* begin Reading text *

The abnormality detector 107 is an example of a determiner.

In the present embodiment, when the control PC 200 receives an operation for causing the control PC 200 to transmit a control packet obtained through the network from the user using a GUI displayed on the control PC 200, the abnormality detector 107 determines whether the obtained control packet is abnormal on the basis of an operation image displayed on the control PC 200. That is, the abnormality detector 107 determines whether the obtained control packet is abnormal on the basis of an operation image displayed on the control PC 200 when the control PC 200 receives an operation for causing the control PC 200 to transmit the control packet from the user.

For example, in the determination of whether a control packet is abnormal, the abnormality detector 107 extracts a feature vector representing a feature of an operation image. The abnormality detector 107 then determines, for example, whether the obtained control packet is abnormal on the basis of a feature vector included in a screen operation information table and the extracted feature vector.

The screen operation information table is information indicating relationships between operations for causing the control PC 200 to transmit a control packet and feature vectors representing features of images displayed on the control PC 200 at times when the control PC 200 receives the operations from the user using GUIs displayed on the control PC 200.

The screen operation information table is an example of an image information table.

The screen operation information table may store, in association, operations for causing the control PC 200 to transmit a control packet and images displayed on the control PC 200 at a time when the control PC 200 receives the operations from the user using a GUI displayed on the control PC 200. In this case, the abnormality detector 107 may calculate, using the images, feature vectors, which represent features of the images.

* end Reading text *

Task prompt. In the passage on the abnormality detector, what is the screen operation information table said to be an example of? The rows are separate material with no connection to the passage on the abnormality detector.

* begin Stored records *

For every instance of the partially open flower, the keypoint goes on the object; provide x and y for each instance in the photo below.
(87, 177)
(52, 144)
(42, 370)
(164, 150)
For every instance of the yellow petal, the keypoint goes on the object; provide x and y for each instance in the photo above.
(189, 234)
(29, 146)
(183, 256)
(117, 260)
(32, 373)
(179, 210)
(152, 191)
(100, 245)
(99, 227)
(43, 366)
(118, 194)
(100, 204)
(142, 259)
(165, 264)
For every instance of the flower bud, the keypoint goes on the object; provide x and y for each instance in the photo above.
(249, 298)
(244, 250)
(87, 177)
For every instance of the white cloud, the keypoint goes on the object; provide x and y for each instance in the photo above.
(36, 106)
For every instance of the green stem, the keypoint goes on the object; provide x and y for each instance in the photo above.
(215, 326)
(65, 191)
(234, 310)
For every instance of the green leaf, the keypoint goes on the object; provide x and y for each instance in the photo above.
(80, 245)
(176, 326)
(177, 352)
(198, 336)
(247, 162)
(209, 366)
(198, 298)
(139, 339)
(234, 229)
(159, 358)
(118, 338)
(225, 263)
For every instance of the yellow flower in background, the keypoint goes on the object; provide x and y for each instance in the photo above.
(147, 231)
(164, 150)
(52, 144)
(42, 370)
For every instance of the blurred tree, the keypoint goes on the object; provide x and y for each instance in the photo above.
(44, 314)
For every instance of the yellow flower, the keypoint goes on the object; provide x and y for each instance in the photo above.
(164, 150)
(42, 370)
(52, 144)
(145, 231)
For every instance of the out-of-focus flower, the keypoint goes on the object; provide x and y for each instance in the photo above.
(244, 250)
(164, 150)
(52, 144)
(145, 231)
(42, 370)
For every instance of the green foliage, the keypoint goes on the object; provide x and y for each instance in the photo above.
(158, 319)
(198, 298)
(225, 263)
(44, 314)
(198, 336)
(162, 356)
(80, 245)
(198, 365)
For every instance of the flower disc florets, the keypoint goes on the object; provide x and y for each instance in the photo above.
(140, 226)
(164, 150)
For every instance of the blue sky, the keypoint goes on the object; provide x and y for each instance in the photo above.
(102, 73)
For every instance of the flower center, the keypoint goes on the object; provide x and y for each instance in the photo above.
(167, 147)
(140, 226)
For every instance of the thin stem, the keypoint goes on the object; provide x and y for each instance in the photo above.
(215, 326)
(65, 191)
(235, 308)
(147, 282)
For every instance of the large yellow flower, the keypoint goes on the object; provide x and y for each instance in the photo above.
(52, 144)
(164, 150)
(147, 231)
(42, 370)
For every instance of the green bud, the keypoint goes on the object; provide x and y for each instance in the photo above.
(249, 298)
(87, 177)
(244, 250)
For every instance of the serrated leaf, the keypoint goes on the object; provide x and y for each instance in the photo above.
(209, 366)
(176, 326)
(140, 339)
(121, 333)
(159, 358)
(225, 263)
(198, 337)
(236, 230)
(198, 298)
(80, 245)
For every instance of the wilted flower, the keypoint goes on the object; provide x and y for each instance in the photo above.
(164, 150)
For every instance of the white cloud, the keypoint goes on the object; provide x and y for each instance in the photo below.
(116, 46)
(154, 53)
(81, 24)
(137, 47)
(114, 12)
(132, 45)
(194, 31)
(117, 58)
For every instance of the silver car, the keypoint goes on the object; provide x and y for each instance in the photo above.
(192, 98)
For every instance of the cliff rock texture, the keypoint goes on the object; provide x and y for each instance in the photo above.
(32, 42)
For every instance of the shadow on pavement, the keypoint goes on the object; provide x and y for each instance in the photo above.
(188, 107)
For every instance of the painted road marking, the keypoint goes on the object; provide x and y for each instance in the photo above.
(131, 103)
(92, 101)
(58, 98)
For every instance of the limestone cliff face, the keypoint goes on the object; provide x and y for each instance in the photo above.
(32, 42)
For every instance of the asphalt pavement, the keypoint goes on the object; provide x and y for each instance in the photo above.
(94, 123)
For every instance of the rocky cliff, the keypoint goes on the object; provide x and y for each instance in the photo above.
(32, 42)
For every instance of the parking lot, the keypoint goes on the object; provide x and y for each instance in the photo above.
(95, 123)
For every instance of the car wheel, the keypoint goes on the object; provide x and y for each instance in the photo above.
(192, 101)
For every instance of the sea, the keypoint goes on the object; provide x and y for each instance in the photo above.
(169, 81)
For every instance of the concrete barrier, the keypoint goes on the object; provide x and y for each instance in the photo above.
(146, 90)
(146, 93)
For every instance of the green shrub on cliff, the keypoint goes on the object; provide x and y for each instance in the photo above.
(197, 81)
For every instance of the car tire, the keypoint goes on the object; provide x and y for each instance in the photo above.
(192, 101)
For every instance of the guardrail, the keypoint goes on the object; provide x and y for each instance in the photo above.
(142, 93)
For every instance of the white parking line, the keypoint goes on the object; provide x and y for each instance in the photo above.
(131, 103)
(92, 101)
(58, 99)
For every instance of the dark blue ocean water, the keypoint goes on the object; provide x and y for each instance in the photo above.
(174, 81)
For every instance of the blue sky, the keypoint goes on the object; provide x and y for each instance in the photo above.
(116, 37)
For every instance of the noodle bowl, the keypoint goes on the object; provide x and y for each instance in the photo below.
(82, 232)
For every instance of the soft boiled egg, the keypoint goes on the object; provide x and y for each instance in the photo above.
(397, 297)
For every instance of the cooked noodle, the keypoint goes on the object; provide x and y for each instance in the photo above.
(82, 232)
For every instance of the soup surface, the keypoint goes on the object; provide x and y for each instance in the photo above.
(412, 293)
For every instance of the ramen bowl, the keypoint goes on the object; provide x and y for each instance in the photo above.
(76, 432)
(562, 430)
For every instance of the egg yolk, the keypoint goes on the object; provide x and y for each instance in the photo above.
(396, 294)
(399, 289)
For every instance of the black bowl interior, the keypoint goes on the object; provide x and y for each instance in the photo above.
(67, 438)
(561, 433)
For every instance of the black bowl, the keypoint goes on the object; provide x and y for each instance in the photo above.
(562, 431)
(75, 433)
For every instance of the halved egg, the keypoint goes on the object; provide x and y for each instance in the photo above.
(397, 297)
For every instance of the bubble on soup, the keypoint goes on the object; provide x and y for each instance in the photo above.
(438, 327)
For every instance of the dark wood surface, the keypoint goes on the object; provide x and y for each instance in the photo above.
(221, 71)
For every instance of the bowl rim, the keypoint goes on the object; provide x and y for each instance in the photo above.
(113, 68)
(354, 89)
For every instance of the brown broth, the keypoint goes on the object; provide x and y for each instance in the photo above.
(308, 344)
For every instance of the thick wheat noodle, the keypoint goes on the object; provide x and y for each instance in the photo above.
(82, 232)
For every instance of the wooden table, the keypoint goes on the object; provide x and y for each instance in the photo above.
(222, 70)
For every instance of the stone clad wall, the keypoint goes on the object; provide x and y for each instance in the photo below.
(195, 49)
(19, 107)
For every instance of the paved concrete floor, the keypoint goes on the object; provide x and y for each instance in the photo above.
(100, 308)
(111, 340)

* end Stored records *

Result of this exercise. An image information table.